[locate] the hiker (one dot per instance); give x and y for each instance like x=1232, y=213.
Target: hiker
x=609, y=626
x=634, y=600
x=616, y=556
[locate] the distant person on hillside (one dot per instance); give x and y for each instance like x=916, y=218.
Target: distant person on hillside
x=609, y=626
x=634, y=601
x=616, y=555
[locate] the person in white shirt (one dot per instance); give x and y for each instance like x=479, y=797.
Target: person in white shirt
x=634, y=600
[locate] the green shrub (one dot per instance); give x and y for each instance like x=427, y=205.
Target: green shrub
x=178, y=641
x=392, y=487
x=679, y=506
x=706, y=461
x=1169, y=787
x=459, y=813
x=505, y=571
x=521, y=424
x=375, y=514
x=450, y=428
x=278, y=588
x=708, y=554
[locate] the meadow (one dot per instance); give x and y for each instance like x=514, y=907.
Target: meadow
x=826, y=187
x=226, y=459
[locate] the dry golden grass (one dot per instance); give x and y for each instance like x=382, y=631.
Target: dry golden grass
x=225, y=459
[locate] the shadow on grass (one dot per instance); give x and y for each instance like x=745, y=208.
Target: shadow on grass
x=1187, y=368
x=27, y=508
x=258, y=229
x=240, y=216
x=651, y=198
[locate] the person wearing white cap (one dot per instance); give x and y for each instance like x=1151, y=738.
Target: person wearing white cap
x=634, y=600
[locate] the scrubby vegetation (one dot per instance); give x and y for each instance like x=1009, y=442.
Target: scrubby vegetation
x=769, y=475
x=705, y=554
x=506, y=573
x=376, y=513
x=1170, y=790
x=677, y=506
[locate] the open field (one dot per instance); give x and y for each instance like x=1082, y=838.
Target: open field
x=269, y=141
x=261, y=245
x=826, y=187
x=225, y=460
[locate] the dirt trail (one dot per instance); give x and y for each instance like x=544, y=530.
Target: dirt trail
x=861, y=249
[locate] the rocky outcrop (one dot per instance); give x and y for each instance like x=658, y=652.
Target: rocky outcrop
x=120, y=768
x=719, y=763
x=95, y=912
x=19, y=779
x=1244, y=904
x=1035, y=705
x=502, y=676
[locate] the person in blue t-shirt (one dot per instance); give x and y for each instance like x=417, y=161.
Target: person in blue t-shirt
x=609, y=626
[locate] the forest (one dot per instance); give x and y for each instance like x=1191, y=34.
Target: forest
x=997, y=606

+ + + + +

_DIRECTIONS:_ Write out the material word for word, from its first line through the line containing "x=616, y=555", with both ends included.

_EXPECTED ANSWER:_
[locate] the hiker (one dot per instance); give x and y for each instance like x=1232, y=213.
Target: hiker
x=609, y=626
x=634, y=600
x=616, y=556
[locate] the distant person on hillside (one dot per instance); give x and y for each instance like x=916, y=218.
Target: distant person on hillside
x=609, y=626
x=634, y=601
x=616, y=555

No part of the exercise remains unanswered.